Copy the listing exactly, images excluded.

# RECORD EXTRACTS

---

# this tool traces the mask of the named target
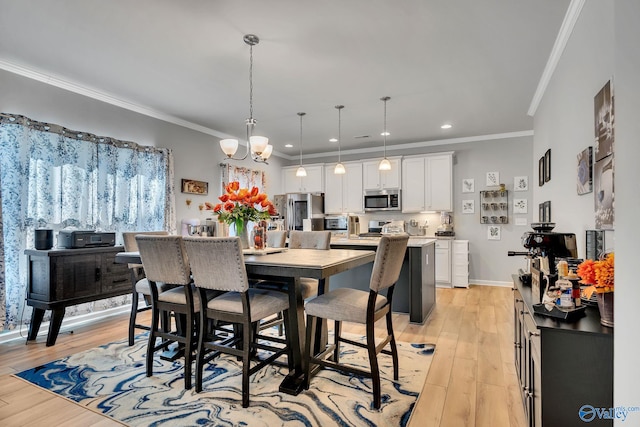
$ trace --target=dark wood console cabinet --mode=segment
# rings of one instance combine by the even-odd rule
[[[613,328],[600,324],[597,307],[572,323],[535,314],[531,287],[517,275],[513,284],[515,364],[527,425],[613,426],[595,414],[580,418],[585,405],[613,407]]]
[[[65,308],[131,292],[127,264],[116,264],[122,246],[27,249],[27,304],[33,307],[27,341],[35,340],[45,310],[51,310],[47,346],[54,345]]]

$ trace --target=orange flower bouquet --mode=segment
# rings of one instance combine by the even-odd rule
[[[578,276],[582,279],[580,283],[590,285],[584,289],[585,296],[591,298],[594,292],[599,294],[613,292],[613,272],[613,252],[608,254],[603,260],[594,261],[587,259],[578,265]]]
[[[225,194],[218,198],[222,203],[213,205],[206,202],[205,207],[218,214],[218,221],[235,224],[238,236],[246,231],[249,221],[266,220],[276,213],[273,203],[265,193],[260,193],[258,187],[251,190],[240,188],[240,183],[233,181],[227,184],[225,191]]]

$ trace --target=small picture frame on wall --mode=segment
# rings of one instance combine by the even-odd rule
[[[500,172],[487,172],[487,187],[494,187],[500,185]]]
[[[464,178],[462,180],[462,192],[473,193],[475,191],[475,181],[473,178]]]
[[[544,185],[544,156],[540,157],[538,160],[538,186],[542,187]]]
[[[538,222],[546,222],[544,220],[544,203],[538,205]]]
[[[527,199],[513,199],[513,213],[514,214],[526,214],[527,213]]]
[[[529,177],[528,176],[514,176],[513,177],[513,191],[527,191],[529,190]]]
[[[476,211],[476,205],[474,200],[463,200],[462,201],[462,213],[463,214],[472,214]]]
[[[544,208],[544,222],[551,222],[551,200],[547,200],[543,203]]]
[[[551,148],[544,153],[544,182],[551,181]]]
[[[500,226],[499,225],[490,225],[487,228],[487,239],[488,240],[500,240]]]
[[[578,153],[578,195],[593,191],[593,147]]]
[[[199,194],[204,196],[209,193],[209,183],[196,181],[195,179],[182,179],[182,192],[187,194]]]

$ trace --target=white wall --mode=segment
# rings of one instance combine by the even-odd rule
[[[614,402],[640,406],[638,327],[640,283],[640,2],[616,0],[614,17],[616,94],[616,291],[614,340]],[[640,413],[616,426],[640,425]]]
[[[0,70],[0,111],[21,114],[33,120],[50,122],[83,132],[109,136],[141,145],[171,148],[174,153],[176,186],[176,228],[185,218],[204,219],[198,204],[215,202],[220,196],[220,167],[224,155],[218,139],[182,126],[138,114],[102,101],[40,83]],[[238,118],[238,129],[244,128],[244,119]],[[240,132],[242,133],[242,132]],[[240,147],[240,151],[244,147]],[[272,156],[269,165],[251,160],[236,162],[267,172],[267,193],[280,189],[281,159]],[[199,196],[180,192],[182,178],[209,183],[209,194]],[[192,199],[191,207],[186,199]]]
[[[576,155],[594,144],[593,97],[612,79],[615,94],[615,339],[614,404],[640,406],[637,367],[640,286],[640,3],[587,1],[534,120],[533,167],[552,150],[552,180],[534,191],[535,203],[551,200],[558,229],[575,232],[584,256],[584,230],[595,226],[593,193],[578,196]],[[634,268],[636,267],[636,268]],[[597,369],[597,366],[585,367]],[[585,402],[588,403],[588,402]],[[616,426],[638,425],[640,414]]]

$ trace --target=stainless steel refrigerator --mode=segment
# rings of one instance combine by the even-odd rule
[[[287,230],[324,230],[324,194],[287,193],[282,210]]]

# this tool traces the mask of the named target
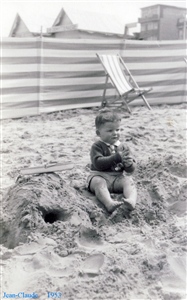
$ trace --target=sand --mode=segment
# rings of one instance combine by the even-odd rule
[[[96,113],[2,121],[2,298],[186,299],[186,107],[123,114],[121,140],[137,158],[129,217],[85,188]],[[74,167],[20,176],[50,161]]]

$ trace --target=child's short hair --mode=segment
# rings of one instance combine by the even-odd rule
[[[98,129],[101,125],[106,122],[119,122],[121,121],[120,116],[113,110],[108,108],[100,110],[99,114],[95,118],[95,126]]]

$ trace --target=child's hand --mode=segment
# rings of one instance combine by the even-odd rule
[[[129,157],[130,149],[129,149],[129,147],[126,146],[125,149],[120,151],[119,153],[121,155],[121,159],[122,159],[122,162],[123,162],[127,157]]]
[[[127,168],[130,167],[133,164],[134,160],[131,156],[129,147],[125,146],[125,148],[119,153],[121,155],[123,165]]]
[[[126,156],[124,159],[123,159],[123,165],[125,167],[130,167],[131,165],[133,164],[133,158],[131,156]]]

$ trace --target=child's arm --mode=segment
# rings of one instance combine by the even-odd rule
[[[123,163],[124,170],[127,173],[132,173],[136,167],[136,161],[132,156],[132,153],[128,146],[123,146],[123,149],[119,151]]]

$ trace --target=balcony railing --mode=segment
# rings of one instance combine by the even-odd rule
[[[159,15],[152,15],[148,17],[142,17],[138,19],[139,23],[144,23],[144,22],[152,22],[152,21],[158,21],[159,20]]]

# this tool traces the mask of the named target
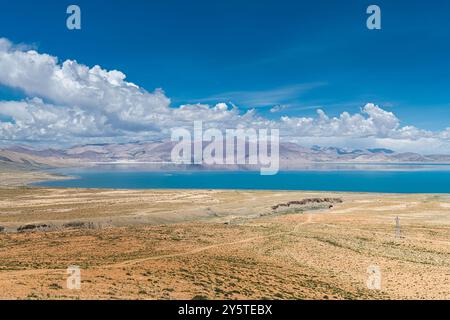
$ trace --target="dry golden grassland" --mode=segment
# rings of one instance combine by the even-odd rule
[[[10,187],[0,226],[3,299],[450,299],[447,195]]]

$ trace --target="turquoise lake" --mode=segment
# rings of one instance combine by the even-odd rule
[[[74,179],[39,186],[108,189],[256,189],[387,193],[450,193],[448,166],[390,167],[380,170],[284,171],[261,176],[251,171],[142,171],[123,168],[59,170]]]

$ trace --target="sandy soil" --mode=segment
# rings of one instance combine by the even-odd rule
[[[67,179],[62,175],[51,174],[39,170],[20,170],[13,168],[5,168],[0,165],[0,186],[18,187],[35,182]]]
[[[0,226],[3,299],[450,299],[450,195],[3,188]]]

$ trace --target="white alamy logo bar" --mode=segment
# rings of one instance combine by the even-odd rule
[[[171,160],[177,164],[255,165],[261,175],[279,170],[280,134],[278,129],[203,130],[202,121],[194,121],[193,134],[185,128],[172,129],[171,140],[178,142]],[[206,143],[206,146],[205,146]]]

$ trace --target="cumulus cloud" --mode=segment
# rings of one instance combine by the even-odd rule
[[[450,128],[431,132],[401,126],[394,113],[372,103],[355,114],[343,112],[330,117],[319,109],[316,117],[282,116],[278,120],[261,117],[254,109],[242,113],[223,102],[174,107],[162,89],[149,92],[128,82],[120,71],[90,68],[74,60],[60,62],[57,57],[6,39],[0,39],[0,84],[19,89],[28,97],[0,102],[0,119],[12,119],[0,120],[0,139],[9,141],[163,139],[172,128],[191,127],[195,120],[219,129],[278,128],[284,138],[298,141],[341,139],[377,145],[384,141],[386,146],[403,143],[417,149],[430,141],[445,147],[450,140]]]
[[[339,117],[329,118],[321,109],[316,118],[282,117],[282,122],[298,136],[325,137],[388,137],[394,134],[400,121],[392,112],[368,103],[361,113],[343,112]]]
[[[78,107],[63,108],[39,98],[0,102],[0,114],[13,123],[0,122],[0,134],[7,140],[63,140],[71,137],[105,137],[116,131],[100,113],[88,113]]]
[[[170,104],[162,90],[149,93],[125,81],[120,71],[72,60],[59,64],[56,57],[22,51],[5,39],[0,40],[0,71],[5,86],[58,105],[109,115],[117,128],[155,121],[155,114],[167,112]]]

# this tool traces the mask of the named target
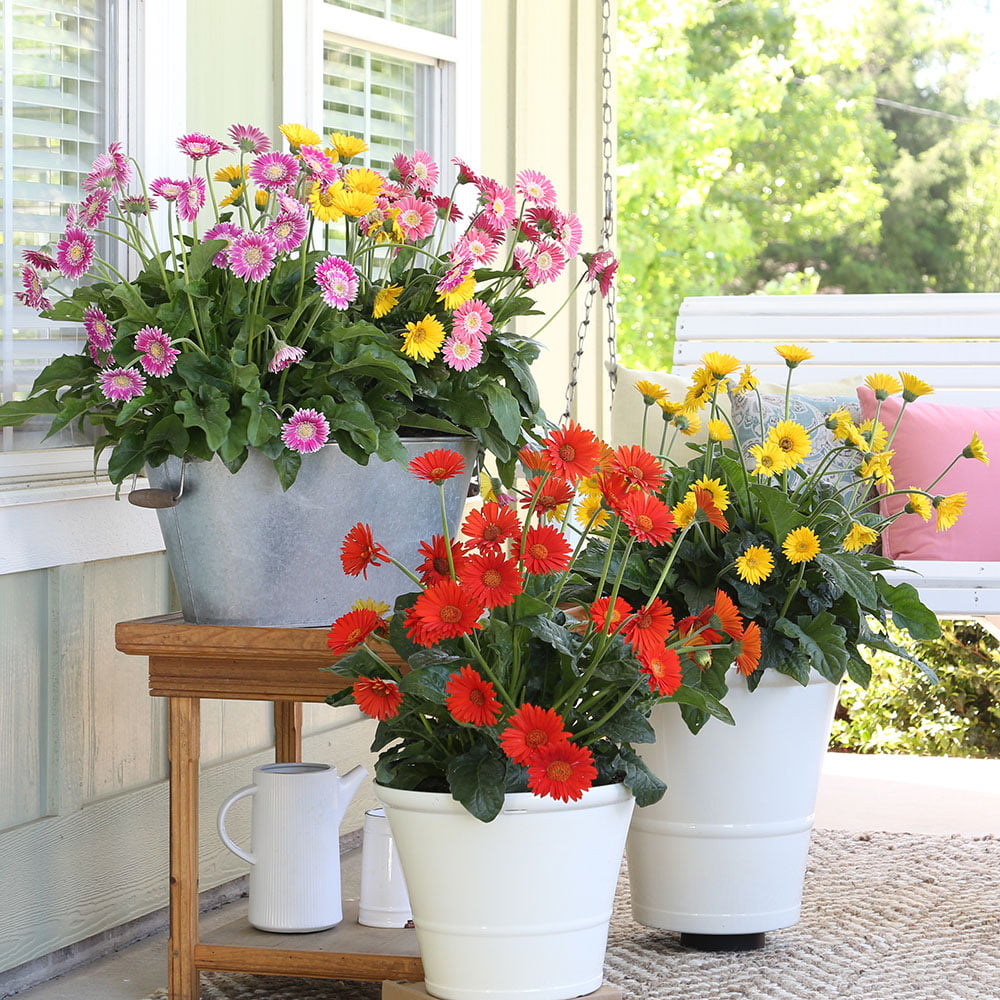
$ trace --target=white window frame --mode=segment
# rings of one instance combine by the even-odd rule
[[[186,4],[109,6],[117,8],[121,138],[147,177],[176,172],[183,164],[174,143],[186,124]],[[114,484],[94,476],[91,448],[0,453],[0,484],[0,574],[163,550],[155,514],[124,495],[114,501]]]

---

# TASK ANSWER
# this tool traces the mask of the named target
$ trace --target=dark wood console cabinet --mode=segment
# rings of one instance combine by the even-odd rule
[[[613,328],[600,324],[597,307],[572,323],[535,314],[531,287],[517,275],[513,284],[515,364],[527,425],[613,426],[595,414],[580,418],[585,405],[613,407]]]
[[[65,308],[131,292],[127,264],[116,264],[122,246],[27,249],[27,304],[33,307],[27,341],[35,340],[45,310],[51,310],[47,346],[54,345]]]

$ trace --target=orange flower bouquet --mode=segment
# rings of one instance combine by the even-odd rule
[[[578,276],[582,279],[580,283],[590,285],[584,289],[585,296],[591,298],[594,292],[599,294],[613,292],[613,272],[613,252],[608,254],[603,260],[594,261],[587,259],[578,265]]]
[[[225,194],[218,198],[222,203],[213,205],[206,202],[205,207],[218,214],[218,221],[235,224],[238,236],[246,231],[249,221],[266,220],[276,213],[273,203],[265,193],[260,193],[258,187],[251,190],[240,188],[240,183],[233,181],[227,184],[225,191]]]

$ trace --target=small picture frame on wall --mode=segment
# rings of one instance combine by the even-odd rule
[[[500,172],[487,172],[487,187],[494,187],[500,185]]]
[[[464,178],[462,180],[462,192],[473,193],[475,191],[475,181],[473,178]]]
[[[544,185],[544,156],[540,157],[538,160],[538,186],[542,187]]]
[[[538,222],[546,222],[544,220],[544,203],[538,205]]]
[[[527,199],[513,199],[513,213],[514,214],[526,214],[527,213]]]
[[[529,177],[528,176],[514,176],[513,177],[513,191],[527,191],[529,190]]]
[[[476,211],[476,205],[474,200],[463,200],[462,201],[462,213],[463,214],[472,214]]]
[[[544,208],[544,222],[551,222],[551,200],[547,200],[543,203]]]
[[[551,148],[544,153],[544,182],[551,181]]]
[[[500,226],[499,225],[490,225],[487,228],[487,239],[488,240],[500,240]]]
[[[578,153],[578,195],[593,191],[593,147]]]
[[[199,194],[204,196],[209,193],[209,183],[196,181],[195,179],[182,179],[182,192],[187,194]]]

$ trace --target=white wall --mode=segment
# rings of one instance combine by the even-odd rule
[[[614,402],[640,406],[638,327],[640,283],[640,2],[616,0],[614,17],[616,94],[616,291],[614,340]],[[640,413],[616,426],[640,425]]]
[[[0,70],[0,111],[21,114],[33,120],[50,122],[83,132],[109,136],[141,145],[171,148],[174,153],[176,186],[176,228],[185,218],[204,219],[198,204],[215,202],[220,196],[220,167],[224,155],[218,139],[182,126],[138,114],[102,101],[40,83]],[[238,118],[238,129],[244,128],[244,119]],[[240,132],[242,133],[242,132]],[[240,147],[240,151],[244,147]],[[272,156],[269,165],[251,160],[236,162],[267,172],[267,193],[280,189],[281,159]],[[199,196],[180,192],[182,178],[209,183],[209,194]],[[192,199],[191,207],[186,199]]]
[[[576,155],[594,144],[593,97],[612,79],[615,94],[615,339],[614,404],[640,406],[637,367],[640,286],[640,3],[587,1],[534,120],[533,167],[552,150],[552,180],[534,191],[535,203],[551,200],[558,229],[575,232],[584,256],[584,230],[595,226],[593,193],[578,196]],[[634,268],[636,267],[636,268]],[[597,369],[597,366],[585,367]],[[585,402],[588,403],[588,402]],[[616,426],[638,425],[640,414]]]

$ trace --target=stainless steel refrigerator --mode=segment
# rings of one instance combine by the even-odd rule
[[[287,230],[324,230],[324,194],[287,193],[282,210]]]

# this tool traces the mask of the named target
$ trace --target=sand --mode=segment
# rings of one instance combine by the even-odd rule
[[[96,113],[2,121],[2,298],[186,299],[186,107],[123,114],[121,140],[137,158],[129,217],[85,188]],[[74,167],[20,176],[50,161]]]

$ trace --target=child's short hair --mode=segment
# rings of one instance combine by the even-odd rule
[[[98,129],[101,125],[106,122],[119,122],[121,121],[120,116],[113,110],[108,108],[100,110],[99,114],[95,118],[95,126]]]

$ trace --target=child's hand --mode=segment
# rings of one instance combine by the even-odd rule
[[[129,157],[130,149],[129,149],[129,147],[126,146],[125,149],[120,151],[119,153],[121,155],[121,159],[122,159],[122,162],[123,162],[127,157]]]
[[[127,168],[130,167],[133,164],[134,160],[131,156],[129,147],[125,146],[125,148],[119,153],[121,155],[123,165]]]
[[[126,156],[124,159],[123,159],[123,165],[125,167],[130,167],[131,165],[133,164],[133,158],[131,156]]]

$ trace --target=child's arm --mode=segment
# rings of one instance combine by the even-odd rule
[[[123,163],[124,170],[127,173],[132,173],[136,167],[136,161],[132,156],[132,153],[128,146],[123,146],[123,149],[119,151]]]

$ trace --target=balcony railing --mode=segment
# rings of one instance combine by the even-odd rule
[[[159,15],[152,15],[148,17],[142,17],[138,19],[139,23],[144,23],[144,22],[152,22],[152,21],[158,21],[159,20]]]

# this tool traces the mask of the named target
$ trace --target="dry golden grassland" --mode=segment
# rings of one instance combine by the even-odd rule
[[[10,187],[0,226],[3,299],[450,299],[447,195]]]

$ trace --target="turquoise lake" --mode=segment
# rings of one instance combine by the even-odd rule
[[[74,179],[39,186],[108,189],[256,189],[387,193],[450,193],[448,166],[390,167],[380,170],[284,171],[261,176],[251,171],[142,171],[123,168],[59,170]]]

$ trace --target="sandy soil" --mode=segment
# rings of one instance combine by the even-odd rule
[[[67,179],[62,175],[51,174],[39,170],[20,170],[13,168],[5,168],[0,165],[0,186],[18,187],[35,182]]]
[[[0,226],[3,299],[450,299],[450,195],[3,188]]]

$ trace --target="white alamy logo bar" --mode=segment
# rings of one instance combine by the even-odd rule
[[[171,160],[177,164],[255,165],[261,175],[279,170],[280,134],[278,129],[203,130],[202,121],[194,121],[193,134],[185,128],[172,129],[171,140],[178,142]],[[206,143],[206,146],[205,146]]]

$ trace --target="cumulus cloud" --mode=segment
# rings of one instance combine by the even-odd rule
[[[450,128],[431,132],[401,126],[394,113],[372,103],[355,114],[343,112],[330,117],[319,109],[316,117],[282,116],[278,120],[261,117],[254,109],[242,113],[223,102],[174,107],[162,89],[149,92],[128,82],[120,71],[90,68],[74,60],[60,62],[57,57],[6,39],[0,39],[0,84],[19,89],[28,97],[0,102],[0,119],[12,119],[0,120],[0,139],[9,141],[163,139],[172,128],[191,127],[195,120],[219,129],[278,128],[284,138],[298,141],[341,139],[377,145],[384,141],[386,146],[403,143],[417,149],[430,141],[445,147],[450,140]]]
[[[339,117],[329,118],[321,109],[316,118],[282,117],[282,122],[298,136],[325,137],[388,137],[394,134],[400,121],[392,112],[368,103],[361,113],[343,112]]]
[[[78,107],[63,108],[39,98],[0,102],[0,114],[13,123],[0,122],[0,134],[7,140],[63,140],[71,137],[105,137],[116,131],[100,113],[88,113]]]
[[[170,104],[162,90],[149,93],[125,81],[120,71],[72,60],[59,64],[56,57],[22,51],[5,39],[0,40],[0,71],[5,86],[58,105],[109,115],[117,128],[155,121],[155,114],[167,112]]]

# this tool traces the mask of the named target
$ trace --target=white window frame --mode=segment
# rings of one instance combine by the even-odd rule
[[[186,4],[109,6],[117,8],[121,138],[147,177],[176,172],[183,164],[174,143],[186,124]],[[114,484],[94,476],[91,448],[0,453],[0,484],[0,574],[163,550],[155,514],[124,495],[114,501]]]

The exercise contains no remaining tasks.